GIVEN PASSAGE Block Start
I read with great interest the poignant account of a patient’s journey through the diagnosis and management of systemic lupus erythematosus (SLE) [1]. The author’s personal description of the unpredictable nature of this multi-system, autoimmune disorder was emotive with her honest report of both the medical and social aspects of her life with the protean manifestations of this episodic disease.

However, it was disappointing to read that the diagnosis of SLE was missed in her case during her childhood for 15 years (with the onset of symptoms at 10 years of age and final diagnosis at 25 years of age). This should alert physicians to suspect the diagnosis of SLE, especially when her symptoms at onset were those typical of SLE with lethargy, rashes, joint pains, mouth ulcers and the development of possible arthralgia and/or myalgia at 19 years of age (when her general practitioner said this would probably progress to arthritis). Recently, it has been shown that the onset and progression of autoantibody development occurs before the clinical diagnosis with 88% of SLE patients having autoantibodies (including anti-nuclear antibody, anti-double-stranded DNA and anti-Smith) present up to 9.4 years before the diagnosis of SLE [2] with a proportion of this due to late presentation and/or diagnosis.
GIVEN PASSAGE Block End
RECORDED INFORMATION Block Start
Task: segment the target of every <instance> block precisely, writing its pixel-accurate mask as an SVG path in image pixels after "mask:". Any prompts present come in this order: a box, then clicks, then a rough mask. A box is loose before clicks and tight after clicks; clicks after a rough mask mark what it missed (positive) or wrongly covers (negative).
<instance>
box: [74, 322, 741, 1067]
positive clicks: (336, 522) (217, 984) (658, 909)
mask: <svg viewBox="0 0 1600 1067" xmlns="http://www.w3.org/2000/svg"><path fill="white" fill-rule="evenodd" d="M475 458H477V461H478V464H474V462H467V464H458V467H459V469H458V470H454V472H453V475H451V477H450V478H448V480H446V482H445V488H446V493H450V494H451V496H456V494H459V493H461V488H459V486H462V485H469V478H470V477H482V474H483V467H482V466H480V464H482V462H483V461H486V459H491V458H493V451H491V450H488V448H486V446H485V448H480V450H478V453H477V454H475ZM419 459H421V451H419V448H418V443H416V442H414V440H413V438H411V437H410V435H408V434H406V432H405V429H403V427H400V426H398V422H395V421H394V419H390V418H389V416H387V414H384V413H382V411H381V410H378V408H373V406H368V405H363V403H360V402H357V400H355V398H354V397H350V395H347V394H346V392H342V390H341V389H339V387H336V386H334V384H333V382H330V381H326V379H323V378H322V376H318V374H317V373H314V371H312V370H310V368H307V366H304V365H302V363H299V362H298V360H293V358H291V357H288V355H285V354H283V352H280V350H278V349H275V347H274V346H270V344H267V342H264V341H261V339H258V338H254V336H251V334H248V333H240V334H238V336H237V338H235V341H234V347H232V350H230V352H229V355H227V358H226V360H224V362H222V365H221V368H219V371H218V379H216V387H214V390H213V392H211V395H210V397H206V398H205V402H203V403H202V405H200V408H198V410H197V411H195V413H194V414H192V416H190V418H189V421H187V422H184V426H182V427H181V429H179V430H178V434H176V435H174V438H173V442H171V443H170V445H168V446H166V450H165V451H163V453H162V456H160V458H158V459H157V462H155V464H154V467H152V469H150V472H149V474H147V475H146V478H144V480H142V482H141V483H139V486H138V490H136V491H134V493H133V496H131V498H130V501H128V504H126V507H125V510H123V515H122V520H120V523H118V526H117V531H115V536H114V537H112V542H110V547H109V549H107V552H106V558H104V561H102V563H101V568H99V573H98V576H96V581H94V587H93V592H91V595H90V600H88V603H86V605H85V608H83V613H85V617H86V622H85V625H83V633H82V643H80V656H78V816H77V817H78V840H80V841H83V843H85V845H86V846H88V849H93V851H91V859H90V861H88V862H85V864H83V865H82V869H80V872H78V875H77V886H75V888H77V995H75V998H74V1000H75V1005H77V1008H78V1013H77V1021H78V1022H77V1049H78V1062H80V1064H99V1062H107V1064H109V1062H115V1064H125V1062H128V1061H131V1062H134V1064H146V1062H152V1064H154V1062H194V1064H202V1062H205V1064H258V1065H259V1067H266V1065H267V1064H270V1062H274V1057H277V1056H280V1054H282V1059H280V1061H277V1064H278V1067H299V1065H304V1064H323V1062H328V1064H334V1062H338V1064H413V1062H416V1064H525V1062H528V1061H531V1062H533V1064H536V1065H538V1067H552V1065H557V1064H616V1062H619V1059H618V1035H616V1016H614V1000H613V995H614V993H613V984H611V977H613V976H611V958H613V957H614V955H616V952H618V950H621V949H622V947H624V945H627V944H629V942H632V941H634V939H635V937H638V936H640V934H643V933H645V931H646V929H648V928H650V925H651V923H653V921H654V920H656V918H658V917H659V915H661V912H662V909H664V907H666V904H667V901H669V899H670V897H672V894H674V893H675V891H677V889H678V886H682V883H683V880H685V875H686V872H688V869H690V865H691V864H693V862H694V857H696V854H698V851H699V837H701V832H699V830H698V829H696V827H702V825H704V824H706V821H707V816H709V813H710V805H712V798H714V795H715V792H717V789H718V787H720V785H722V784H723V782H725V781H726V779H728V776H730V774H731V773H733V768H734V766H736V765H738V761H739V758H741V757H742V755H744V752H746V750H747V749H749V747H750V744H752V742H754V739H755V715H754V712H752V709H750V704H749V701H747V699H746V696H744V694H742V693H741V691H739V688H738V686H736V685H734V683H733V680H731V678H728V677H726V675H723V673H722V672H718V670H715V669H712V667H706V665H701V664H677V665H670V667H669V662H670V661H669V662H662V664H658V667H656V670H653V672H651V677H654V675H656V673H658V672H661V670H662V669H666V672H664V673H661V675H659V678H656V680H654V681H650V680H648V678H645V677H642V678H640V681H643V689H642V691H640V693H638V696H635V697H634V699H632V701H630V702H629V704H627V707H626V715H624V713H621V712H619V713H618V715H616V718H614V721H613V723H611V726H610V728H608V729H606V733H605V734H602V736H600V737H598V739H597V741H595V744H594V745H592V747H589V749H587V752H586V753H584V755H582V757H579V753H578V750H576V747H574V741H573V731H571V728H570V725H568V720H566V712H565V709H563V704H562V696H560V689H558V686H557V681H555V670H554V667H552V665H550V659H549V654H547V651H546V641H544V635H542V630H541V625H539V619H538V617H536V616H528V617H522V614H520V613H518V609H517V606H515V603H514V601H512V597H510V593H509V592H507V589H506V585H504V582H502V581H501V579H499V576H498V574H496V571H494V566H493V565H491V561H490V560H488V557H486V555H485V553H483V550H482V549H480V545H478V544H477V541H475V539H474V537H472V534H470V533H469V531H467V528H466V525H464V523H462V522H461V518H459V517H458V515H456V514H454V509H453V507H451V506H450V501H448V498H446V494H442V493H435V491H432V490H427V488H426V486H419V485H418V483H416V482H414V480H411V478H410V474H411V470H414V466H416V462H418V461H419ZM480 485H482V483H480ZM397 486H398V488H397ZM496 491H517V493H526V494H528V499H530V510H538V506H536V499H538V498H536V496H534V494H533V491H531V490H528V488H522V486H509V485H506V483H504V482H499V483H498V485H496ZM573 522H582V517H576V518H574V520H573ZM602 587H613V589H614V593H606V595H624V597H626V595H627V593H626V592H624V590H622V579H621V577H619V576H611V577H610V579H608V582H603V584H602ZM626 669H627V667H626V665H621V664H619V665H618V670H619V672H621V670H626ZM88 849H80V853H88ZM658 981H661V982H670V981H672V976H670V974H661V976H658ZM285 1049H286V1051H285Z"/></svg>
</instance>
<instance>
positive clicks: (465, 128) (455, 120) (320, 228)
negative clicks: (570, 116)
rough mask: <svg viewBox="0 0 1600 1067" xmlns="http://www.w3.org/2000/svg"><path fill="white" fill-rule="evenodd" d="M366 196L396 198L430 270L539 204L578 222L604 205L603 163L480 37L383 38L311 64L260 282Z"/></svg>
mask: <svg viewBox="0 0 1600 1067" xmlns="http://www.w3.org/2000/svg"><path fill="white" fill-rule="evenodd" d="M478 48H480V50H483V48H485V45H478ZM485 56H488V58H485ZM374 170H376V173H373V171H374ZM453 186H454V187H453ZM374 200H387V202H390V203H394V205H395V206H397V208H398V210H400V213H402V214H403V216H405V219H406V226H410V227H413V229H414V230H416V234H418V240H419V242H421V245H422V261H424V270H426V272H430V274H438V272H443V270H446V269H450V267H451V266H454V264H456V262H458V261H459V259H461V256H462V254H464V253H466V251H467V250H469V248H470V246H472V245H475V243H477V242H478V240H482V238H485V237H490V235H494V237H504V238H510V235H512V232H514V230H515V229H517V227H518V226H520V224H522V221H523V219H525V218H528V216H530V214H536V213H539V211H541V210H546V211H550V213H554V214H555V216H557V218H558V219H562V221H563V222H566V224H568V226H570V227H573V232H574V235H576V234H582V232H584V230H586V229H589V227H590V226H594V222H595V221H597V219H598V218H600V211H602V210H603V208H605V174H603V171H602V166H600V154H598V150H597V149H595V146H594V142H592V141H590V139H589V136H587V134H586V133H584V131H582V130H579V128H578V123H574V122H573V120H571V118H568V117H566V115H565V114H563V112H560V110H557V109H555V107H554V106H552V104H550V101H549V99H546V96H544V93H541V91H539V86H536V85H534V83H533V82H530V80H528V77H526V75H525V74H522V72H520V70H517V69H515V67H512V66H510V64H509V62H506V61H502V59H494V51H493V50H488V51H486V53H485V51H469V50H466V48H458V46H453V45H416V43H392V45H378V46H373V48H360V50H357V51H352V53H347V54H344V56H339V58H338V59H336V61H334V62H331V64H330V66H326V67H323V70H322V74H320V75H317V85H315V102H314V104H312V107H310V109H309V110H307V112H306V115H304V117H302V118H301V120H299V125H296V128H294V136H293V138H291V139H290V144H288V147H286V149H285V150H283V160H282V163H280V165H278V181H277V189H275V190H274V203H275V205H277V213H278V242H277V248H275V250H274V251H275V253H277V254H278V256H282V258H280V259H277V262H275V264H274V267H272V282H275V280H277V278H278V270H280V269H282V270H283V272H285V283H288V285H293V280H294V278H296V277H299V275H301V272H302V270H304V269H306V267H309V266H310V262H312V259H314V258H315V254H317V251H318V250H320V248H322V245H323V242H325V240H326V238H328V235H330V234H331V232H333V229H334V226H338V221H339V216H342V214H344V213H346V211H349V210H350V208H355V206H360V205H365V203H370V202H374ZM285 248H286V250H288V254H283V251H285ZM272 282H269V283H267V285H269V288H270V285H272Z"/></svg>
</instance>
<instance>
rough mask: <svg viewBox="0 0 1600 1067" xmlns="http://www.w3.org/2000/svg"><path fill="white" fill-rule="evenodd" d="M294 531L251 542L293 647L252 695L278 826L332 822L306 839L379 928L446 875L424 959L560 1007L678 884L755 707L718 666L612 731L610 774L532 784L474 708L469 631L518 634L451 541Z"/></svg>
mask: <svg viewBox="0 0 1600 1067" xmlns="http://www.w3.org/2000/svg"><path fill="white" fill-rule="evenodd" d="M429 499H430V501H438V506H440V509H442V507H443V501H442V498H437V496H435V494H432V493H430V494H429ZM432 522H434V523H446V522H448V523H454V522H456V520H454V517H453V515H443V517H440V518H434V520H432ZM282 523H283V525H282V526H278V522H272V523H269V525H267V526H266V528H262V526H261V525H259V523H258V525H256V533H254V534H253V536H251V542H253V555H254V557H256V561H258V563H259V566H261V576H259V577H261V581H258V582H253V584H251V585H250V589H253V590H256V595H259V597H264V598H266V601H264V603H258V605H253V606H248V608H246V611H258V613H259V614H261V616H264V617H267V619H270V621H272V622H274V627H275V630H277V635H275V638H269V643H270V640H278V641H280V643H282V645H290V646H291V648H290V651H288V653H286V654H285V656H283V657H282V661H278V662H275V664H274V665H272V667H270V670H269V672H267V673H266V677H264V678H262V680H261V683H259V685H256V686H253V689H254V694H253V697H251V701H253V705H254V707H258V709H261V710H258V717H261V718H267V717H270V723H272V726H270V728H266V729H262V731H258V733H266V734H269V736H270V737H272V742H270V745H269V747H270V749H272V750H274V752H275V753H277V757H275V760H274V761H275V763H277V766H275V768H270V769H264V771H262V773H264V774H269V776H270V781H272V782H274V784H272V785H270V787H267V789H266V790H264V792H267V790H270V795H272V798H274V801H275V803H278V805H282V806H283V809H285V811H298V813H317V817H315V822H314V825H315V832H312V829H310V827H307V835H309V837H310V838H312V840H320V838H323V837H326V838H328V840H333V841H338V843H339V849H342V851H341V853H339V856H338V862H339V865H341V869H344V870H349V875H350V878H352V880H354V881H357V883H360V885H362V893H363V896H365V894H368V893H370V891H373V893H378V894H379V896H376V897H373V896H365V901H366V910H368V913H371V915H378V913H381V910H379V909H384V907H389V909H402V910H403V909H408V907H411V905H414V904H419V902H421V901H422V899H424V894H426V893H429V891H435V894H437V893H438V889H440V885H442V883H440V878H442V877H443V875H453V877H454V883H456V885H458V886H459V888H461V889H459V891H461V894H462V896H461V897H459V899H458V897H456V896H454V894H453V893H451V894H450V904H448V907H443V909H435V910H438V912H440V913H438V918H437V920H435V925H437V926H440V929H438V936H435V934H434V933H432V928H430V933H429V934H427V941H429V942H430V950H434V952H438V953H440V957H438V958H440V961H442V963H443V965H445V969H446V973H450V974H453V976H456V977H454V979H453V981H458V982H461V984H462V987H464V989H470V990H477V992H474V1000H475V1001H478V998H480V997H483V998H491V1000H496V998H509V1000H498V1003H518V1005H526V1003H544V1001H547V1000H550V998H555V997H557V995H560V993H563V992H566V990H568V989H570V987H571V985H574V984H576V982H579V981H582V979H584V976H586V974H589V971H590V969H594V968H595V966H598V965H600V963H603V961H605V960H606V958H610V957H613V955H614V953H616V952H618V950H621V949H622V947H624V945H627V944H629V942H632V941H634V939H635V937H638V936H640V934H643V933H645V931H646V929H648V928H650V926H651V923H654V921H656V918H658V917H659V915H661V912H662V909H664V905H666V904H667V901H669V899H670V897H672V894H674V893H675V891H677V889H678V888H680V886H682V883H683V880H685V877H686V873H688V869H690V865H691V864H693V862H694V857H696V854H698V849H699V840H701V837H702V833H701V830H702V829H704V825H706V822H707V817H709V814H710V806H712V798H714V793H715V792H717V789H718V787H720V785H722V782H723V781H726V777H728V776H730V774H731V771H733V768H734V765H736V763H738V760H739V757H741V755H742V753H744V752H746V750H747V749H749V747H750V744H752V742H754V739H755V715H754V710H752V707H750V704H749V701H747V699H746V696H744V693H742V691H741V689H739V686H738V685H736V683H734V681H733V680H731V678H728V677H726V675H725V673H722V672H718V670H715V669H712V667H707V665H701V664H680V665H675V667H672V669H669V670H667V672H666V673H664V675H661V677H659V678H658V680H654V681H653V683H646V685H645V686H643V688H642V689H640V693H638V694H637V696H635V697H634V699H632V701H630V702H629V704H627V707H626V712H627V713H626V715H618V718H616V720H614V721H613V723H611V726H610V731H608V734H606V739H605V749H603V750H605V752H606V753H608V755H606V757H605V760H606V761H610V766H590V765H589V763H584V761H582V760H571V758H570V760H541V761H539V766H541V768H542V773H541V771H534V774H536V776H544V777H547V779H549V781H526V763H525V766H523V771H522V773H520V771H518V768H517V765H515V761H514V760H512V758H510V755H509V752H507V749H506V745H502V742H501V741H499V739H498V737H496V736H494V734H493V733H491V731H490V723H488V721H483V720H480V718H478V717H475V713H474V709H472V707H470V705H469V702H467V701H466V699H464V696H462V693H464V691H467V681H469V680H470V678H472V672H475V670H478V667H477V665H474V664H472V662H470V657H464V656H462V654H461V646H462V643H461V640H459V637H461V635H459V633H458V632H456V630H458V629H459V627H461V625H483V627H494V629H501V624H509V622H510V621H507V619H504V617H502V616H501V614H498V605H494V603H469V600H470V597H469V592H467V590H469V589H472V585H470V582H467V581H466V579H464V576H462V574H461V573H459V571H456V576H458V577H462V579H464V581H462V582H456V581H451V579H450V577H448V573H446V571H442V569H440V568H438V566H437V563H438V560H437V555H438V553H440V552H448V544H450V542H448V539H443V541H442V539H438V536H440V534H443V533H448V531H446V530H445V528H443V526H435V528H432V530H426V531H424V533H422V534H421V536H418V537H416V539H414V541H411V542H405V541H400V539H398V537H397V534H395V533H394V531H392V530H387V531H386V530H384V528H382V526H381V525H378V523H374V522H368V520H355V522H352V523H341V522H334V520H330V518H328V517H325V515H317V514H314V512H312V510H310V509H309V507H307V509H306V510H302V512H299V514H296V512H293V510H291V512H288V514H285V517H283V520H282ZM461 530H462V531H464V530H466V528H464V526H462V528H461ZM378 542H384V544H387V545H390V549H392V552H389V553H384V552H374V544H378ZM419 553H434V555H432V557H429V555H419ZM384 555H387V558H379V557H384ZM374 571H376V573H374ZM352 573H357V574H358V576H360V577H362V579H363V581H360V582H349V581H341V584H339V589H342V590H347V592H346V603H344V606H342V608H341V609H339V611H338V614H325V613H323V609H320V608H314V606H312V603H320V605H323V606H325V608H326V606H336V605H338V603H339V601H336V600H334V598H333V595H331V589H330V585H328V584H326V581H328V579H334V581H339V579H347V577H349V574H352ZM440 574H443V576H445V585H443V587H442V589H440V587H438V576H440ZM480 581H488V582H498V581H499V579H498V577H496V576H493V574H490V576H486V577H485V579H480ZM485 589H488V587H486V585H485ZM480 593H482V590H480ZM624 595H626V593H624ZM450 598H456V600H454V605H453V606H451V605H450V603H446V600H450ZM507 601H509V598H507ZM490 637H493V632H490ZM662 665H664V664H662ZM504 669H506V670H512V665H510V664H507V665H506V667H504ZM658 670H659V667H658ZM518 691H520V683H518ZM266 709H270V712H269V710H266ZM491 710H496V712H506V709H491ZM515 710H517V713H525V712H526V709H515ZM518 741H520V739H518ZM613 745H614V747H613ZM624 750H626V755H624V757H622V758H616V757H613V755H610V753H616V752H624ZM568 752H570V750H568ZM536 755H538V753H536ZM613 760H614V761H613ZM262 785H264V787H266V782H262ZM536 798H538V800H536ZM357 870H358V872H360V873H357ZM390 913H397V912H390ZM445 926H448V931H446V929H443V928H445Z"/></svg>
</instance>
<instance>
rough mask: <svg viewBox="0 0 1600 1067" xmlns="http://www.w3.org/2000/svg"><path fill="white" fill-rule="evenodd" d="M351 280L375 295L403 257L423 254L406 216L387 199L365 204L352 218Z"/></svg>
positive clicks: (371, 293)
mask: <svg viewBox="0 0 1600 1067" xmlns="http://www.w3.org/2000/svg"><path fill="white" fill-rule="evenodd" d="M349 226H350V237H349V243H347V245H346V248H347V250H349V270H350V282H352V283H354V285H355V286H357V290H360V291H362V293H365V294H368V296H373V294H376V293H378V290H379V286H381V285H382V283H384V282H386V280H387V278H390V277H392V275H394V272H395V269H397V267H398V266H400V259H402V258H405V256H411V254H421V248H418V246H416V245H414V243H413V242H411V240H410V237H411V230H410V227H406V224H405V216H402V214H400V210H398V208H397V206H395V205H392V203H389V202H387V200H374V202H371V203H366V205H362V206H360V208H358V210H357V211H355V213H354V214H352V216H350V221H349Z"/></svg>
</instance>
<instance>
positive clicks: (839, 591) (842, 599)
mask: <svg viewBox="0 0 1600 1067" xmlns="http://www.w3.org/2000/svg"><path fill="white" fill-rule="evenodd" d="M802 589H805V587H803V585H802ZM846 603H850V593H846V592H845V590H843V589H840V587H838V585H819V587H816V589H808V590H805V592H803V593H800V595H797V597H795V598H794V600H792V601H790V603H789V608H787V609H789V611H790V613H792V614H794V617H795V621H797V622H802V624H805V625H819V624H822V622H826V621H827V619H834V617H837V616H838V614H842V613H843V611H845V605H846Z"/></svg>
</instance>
RECORDED INFORMATION Block End
→ PROBLEM SET
1) Write out the lupus passage again between "I read with" and "this episodic disease.", inclusive, substituting "moving" for "poignant".
2) According to the lupus passage, what percentage of SLE patients have autoantibodies present before diagnosis?
3) Continue the passage on lupus diagnosis from the point where it ends.

→ ANSWERS TO THE TASKS
1)
I read with great interest the moving account of a patient’s journey through the diagnosis and management of systemic lupus erythematosus (SLE) [1]. The author’s personal description of the unpredictable nature of this multi-system, autoimmune disorder was emotive with her honest report of both the medical and social aspects of her life with the protean manifestations of this episodic disease.

2) 88%

3)
Paediatric SLE is uncommon, with management predominantly by paediatric rheumatologists, nephrologists and other subspecialists in conjunction with primary and secondary care physicians. The minimum incidence of SLE in a paediatric population is 0.28 per 100,000 children at risk per year with a prevalence in children and adults from various epidemiological studies of 12.0 - 50.8 per 100,000 [3].

Although the author describes the wolf (Latin word for wolf is lupus) as a "demanding taskmaster", it was pleasing to hear that this can be alleviated with good professional and social support, including as she reports a good doctor-patient relationship, support groups with a strong family and friend infrastructure. In clinical practice, the involvement of a multi-disciplinary team approach to the management of these patients is paramount.

References

1. Robinson J. The patient’s journey: systemic lupus erythematosus. BMJ 2006; 332(7554): 1374 - 1376.

2. Arbuckle MR, McClain MT, Rubertone MV, Scofield RH, Dennis GJ, James JA, Harley JB. Development of autoantibodies before the clinical onset of systemic lupus erythematosus. N Engl J Med 2003; 349(16): 1526 - 1533.

3. Malleson PN, Fung MY, Rosenberg AM. The incidence of pediatric rheumatic diseases: results from the Canadian Pediatric Rheumatology Association Disease Registry. J Rheumatol 1996; 23(11): 1981 - 1987.